TASK INPUTS ->

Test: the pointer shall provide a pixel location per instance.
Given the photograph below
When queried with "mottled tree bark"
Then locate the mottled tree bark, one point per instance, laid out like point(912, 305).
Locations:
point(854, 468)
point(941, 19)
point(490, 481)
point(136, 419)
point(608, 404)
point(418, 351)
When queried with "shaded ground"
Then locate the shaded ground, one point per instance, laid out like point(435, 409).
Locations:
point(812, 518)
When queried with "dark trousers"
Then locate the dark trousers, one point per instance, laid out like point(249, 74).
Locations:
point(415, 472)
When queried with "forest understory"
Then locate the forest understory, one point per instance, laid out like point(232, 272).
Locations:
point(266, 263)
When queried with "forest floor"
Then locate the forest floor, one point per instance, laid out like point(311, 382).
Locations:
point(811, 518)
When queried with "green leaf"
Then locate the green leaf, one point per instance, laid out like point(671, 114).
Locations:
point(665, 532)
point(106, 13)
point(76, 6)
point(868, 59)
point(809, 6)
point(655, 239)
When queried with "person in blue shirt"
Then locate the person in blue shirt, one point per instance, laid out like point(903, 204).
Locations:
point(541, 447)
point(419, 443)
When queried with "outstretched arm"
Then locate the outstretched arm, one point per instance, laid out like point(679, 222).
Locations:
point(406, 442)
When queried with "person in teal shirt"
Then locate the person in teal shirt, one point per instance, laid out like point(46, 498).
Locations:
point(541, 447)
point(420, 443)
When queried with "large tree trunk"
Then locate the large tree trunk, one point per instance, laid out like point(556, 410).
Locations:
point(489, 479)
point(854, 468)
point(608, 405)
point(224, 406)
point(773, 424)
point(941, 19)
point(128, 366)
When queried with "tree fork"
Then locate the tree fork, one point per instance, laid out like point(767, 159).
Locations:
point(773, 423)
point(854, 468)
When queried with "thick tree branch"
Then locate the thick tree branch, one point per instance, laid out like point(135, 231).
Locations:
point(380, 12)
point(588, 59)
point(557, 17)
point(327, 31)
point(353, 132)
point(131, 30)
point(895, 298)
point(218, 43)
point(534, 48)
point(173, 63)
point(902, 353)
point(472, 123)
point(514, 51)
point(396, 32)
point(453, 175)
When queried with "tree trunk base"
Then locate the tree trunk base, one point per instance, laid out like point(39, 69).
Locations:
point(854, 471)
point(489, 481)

TO BE DONE -> How many lines of the material above contain the string "green"? Matching is case-sensitive; reply with the number alone.

OUTPUT OF THE TASK -> 2